Input records:
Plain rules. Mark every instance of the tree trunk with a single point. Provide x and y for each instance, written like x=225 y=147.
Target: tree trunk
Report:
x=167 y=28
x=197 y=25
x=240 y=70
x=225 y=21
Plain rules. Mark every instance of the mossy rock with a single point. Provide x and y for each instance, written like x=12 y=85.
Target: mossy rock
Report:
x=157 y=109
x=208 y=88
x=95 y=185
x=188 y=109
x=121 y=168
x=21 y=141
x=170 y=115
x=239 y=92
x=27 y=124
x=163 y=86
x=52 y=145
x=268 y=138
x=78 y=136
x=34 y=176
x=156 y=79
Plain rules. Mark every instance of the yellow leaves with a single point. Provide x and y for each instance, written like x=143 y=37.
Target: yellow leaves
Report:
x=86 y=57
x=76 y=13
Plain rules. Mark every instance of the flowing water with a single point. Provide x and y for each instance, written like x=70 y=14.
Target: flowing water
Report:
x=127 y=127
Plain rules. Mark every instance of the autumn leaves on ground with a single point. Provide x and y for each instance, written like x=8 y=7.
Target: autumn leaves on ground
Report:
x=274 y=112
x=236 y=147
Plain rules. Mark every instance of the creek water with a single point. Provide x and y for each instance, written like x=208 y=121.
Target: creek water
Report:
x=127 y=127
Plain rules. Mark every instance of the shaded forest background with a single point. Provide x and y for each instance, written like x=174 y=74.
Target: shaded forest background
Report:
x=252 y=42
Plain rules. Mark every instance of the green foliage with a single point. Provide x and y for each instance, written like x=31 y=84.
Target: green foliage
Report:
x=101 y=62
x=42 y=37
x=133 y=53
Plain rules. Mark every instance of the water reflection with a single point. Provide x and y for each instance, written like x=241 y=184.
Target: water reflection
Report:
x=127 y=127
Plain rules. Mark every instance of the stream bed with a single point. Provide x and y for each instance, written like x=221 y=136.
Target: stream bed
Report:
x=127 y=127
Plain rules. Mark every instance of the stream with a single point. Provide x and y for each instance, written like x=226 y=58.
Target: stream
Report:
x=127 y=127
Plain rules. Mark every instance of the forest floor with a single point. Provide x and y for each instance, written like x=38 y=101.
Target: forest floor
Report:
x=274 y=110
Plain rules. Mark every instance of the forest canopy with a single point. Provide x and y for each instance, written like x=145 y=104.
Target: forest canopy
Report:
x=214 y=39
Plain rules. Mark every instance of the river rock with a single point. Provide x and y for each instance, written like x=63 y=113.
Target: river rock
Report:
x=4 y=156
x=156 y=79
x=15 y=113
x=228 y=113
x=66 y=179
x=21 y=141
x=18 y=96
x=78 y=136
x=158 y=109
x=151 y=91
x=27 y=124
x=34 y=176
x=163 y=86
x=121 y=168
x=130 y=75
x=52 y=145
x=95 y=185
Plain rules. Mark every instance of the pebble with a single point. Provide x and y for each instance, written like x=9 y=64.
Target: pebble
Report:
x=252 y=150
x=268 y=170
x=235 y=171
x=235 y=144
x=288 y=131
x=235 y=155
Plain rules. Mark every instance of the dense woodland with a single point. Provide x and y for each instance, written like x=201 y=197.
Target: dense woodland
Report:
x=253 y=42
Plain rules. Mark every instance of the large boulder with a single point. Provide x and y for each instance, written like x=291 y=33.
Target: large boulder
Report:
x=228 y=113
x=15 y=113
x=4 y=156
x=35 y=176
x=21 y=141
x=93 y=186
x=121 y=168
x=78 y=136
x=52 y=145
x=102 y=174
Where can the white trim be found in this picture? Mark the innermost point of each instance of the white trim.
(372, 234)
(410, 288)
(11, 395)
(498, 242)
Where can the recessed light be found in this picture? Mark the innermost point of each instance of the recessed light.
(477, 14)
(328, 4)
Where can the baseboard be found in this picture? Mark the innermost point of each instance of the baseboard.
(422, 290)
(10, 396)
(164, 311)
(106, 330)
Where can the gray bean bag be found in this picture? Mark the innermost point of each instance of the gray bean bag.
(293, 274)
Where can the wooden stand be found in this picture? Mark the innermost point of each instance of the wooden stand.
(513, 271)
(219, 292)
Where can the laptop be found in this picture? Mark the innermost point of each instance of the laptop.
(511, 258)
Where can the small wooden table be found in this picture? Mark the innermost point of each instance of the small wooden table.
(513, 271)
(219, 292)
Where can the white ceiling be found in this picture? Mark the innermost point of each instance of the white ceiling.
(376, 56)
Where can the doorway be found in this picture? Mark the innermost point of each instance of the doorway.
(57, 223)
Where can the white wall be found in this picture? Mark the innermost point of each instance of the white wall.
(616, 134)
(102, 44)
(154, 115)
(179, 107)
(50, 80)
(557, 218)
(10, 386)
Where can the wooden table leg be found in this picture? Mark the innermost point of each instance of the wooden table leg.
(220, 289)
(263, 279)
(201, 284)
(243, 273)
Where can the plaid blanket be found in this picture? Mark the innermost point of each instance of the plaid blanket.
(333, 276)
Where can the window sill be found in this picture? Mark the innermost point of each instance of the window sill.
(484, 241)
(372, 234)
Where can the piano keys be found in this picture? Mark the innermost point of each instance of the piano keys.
---
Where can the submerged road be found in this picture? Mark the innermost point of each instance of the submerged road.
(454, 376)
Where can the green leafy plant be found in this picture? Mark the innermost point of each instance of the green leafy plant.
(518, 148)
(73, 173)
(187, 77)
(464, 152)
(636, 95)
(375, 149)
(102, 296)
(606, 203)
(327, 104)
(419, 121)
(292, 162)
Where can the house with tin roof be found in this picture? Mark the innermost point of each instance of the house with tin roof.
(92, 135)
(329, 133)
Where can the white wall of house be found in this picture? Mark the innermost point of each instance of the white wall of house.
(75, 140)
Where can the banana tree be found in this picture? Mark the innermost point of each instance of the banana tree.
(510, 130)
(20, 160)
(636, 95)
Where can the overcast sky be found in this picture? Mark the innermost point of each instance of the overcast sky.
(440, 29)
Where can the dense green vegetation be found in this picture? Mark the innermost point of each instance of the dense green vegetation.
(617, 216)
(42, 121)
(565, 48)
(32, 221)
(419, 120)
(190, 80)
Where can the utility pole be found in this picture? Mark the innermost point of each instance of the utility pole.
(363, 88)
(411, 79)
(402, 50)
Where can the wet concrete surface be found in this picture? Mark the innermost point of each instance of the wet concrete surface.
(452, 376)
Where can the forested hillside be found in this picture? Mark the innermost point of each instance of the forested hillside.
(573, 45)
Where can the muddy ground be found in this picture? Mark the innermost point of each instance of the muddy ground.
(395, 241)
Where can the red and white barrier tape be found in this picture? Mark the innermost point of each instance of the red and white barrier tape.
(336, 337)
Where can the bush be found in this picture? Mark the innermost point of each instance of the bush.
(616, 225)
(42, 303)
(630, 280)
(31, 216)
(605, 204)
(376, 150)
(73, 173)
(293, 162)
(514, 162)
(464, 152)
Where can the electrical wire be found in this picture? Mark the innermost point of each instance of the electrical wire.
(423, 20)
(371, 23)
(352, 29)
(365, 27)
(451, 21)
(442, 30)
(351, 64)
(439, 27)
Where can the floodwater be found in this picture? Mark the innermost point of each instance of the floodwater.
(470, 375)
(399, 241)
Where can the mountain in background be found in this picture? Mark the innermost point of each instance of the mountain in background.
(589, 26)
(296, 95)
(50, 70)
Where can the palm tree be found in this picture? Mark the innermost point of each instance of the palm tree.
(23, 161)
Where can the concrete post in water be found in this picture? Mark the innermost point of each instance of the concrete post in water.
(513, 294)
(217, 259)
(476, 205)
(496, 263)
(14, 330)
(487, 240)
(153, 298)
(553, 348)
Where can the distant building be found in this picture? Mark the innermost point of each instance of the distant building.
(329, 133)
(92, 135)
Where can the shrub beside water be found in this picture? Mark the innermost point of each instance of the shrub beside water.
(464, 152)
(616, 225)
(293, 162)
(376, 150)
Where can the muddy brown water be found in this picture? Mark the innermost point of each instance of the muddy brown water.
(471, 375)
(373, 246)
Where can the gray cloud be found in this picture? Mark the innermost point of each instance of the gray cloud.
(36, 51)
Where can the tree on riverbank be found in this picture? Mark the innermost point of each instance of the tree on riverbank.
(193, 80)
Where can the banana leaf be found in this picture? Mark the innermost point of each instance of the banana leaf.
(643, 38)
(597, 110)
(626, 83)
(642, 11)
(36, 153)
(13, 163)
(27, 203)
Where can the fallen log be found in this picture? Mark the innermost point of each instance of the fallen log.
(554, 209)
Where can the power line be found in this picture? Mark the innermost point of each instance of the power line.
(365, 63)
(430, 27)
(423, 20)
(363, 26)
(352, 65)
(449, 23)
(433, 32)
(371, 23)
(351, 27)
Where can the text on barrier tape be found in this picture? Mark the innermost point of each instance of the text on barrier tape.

Task prompt: What is needed is each line of the entries that contains the word "reflection".

Answer to the exercise:
Plain rules. Mark every instance of the water reflection with a single point. Provide x and y for each instance, written like x=241 y=184.
Target: water reflection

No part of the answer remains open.